* Assignment: Restate the records that follow. Every word must match.

* Source records:
++++++++++++++++++++

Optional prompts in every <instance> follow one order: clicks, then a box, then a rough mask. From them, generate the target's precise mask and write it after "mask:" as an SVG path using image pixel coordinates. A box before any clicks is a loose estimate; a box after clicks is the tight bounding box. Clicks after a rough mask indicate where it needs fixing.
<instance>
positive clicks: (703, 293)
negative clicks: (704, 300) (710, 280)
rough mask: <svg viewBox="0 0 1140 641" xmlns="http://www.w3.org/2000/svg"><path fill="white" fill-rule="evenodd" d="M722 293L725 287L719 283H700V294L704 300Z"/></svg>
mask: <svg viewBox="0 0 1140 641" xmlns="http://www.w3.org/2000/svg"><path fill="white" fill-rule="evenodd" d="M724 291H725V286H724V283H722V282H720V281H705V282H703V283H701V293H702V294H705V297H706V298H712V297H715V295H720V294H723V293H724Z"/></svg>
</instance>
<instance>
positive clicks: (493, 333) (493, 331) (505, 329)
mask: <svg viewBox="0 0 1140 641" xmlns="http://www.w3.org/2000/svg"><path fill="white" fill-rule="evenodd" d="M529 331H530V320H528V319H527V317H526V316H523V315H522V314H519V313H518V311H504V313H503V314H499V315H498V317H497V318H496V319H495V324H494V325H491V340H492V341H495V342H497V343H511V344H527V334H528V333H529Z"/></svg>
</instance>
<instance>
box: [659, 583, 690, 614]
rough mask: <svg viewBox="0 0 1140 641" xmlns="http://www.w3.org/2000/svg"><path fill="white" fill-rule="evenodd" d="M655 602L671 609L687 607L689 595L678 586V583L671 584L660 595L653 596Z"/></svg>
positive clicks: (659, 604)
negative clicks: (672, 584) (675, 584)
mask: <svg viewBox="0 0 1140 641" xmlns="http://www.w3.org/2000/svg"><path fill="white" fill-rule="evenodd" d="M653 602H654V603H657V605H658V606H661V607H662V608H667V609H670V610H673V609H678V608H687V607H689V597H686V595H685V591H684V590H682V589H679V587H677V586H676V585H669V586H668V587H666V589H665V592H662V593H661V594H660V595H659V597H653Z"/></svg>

++++++++++++++++++++

* Solution:
Optional prompts in every <instance> follow one order: clicks, then a box, then a rough mask. From them, generate the target's precise mask and write it after "mask:" as an SVG path using image pixel coordinates. A box before any clicks is a loose estimate; a box after clicks is the tight bounding box. Clicks after a rough mask indicate where it needs fixing.
<instance>
positive clicks: (703, 293)
negative clicks: (704, 300) (710, 280)
rough mask: <svg viewBox="0 0 1140 641" xmlns="http://www.w3.org/2000/svg"><path fill="white" fill-rule="evenodd" d="M722 293L725 287L719 283H700V294L704 300Z"/></svg>
mask: <svg viewBox="0 0 1140 641" xmlns="http://www.w3.org/2000/svg"><path fill="white" fill-rule="evenodd" d="M724 291H725V286H724V283H722V282H720V281H705V282H703V283H701V293H702V294H705V297H706V298H712V297H715V295H720V294H723V293H724Z"/></svg>
</instance>
<instance>
positive clicks: (493, 333) (493, 331) (505, 329)
mask: <svg viewBox="0 0 1140 641" xmlns="http://www.w3.org/2000/svg"><path fill="white" fill-rule="evenodd" d="M529 331H530V320H528V319H527V317H526V316H523V315H522V314H519V313H518V311H504V313H503V314H499V315H498V317H497V318H496V319H495V324H494V325H491V340H492V341H495V342H497V343H511V344H527V334H528V333H529Z"/></svg>
</instance>
<instance>
box: [659, 583, 690, 614]
rough mask: <svg viewBox="0 0 1140 641" xmlns="http://www.w3.org/2000/svg"><path fill="white" fill-rule="evenodd" d="M655 602L671 609L687 607L689 595L678 586V583L671 584L660 595L653 596Z"/></svg>
positive clicks: (659, 604)
negative clicks: (672, 584) (675, 584)
mask: <svg viewBox="0 0 1140 641" xmlns="http://www.w3.org/2000/svg"><path fill="white" fill-rule="evenodd" d="M653 602H654V603H657V605H658V606H661V607H662V608H667V609H670V610H673V609H678V608H687V607H689V597H686V595H685V591H684V590H682V589H679V587H677V586H676V585H669V586H668V587H666V589H665V592H662V593H661V594H660V595H659V597H653Z"/></svg>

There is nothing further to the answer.